▶ [Data supplied]
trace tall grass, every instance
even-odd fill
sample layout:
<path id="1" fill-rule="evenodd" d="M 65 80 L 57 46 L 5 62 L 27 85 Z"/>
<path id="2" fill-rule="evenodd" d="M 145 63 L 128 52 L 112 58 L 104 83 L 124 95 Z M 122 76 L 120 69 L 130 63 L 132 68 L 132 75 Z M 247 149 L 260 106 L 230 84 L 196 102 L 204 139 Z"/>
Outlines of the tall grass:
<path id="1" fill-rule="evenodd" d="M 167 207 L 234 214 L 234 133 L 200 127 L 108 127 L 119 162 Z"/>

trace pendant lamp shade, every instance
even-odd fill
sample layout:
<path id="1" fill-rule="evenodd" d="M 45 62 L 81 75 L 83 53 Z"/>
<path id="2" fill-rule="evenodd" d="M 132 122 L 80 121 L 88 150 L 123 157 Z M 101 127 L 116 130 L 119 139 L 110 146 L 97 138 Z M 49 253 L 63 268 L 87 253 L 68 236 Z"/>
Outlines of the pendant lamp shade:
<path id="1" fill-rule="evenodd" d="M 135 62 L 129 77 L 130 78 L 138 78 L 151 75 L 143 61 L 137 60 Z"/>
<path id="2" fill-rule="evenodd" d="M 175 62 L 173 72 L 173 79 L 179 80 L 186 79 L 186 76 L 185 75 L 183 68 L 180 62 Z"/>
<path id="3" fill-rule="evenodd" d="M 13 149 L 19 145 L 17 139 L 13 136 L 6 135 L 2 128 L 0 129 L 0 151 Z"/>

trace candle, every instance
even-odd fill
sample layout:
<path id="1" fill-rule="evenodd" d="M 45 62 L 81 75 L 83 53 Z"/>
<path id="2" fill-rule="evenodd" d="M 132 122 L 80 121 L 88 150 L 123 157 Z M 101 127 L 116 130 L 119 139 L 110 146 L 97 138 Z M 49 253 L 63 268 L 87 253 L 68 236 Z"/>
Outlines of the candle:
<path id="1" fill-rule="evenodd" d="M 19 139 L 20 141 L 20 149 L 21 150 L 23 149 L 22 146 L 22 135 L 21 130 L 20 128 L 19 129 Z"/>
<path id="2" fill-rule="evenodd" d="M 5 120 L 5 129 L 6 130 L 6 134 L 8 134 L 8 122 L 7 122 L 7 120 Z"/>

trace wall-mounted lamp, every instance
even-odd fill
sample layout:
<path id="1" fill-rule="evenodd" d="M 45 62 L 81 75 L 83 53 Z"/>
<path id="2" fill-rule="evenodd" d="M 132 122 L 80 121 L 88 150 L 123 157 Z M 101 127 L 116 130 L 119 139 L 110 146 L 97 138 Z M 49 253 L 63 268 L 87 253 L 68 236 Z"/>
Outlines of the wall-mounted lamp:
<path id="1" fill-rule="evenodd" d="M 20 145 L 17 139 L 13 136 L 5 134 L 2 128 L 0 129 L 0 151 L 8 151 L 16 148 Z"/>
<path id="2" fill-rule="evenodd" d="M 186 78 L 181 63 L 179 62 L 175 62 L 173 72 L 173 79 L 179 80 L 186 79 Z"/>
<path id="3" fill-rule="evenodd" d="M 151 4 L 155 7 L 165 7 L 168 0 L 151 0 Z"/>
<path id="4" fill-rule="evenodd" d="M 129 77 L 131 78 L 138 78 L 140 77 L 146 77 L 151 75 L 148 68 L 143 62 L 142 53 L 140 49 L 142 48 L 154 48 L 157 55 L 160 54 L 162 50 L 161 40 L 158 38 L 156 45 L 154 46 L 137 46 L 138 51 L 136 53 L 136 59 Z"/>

▶ [Directions] Please pull out every line of the material that contains the string "mounted", treating case as significant.

▶ [Full output]
trace wall-mounted lamp, every instance
Outlines of the wall-mounted lamp:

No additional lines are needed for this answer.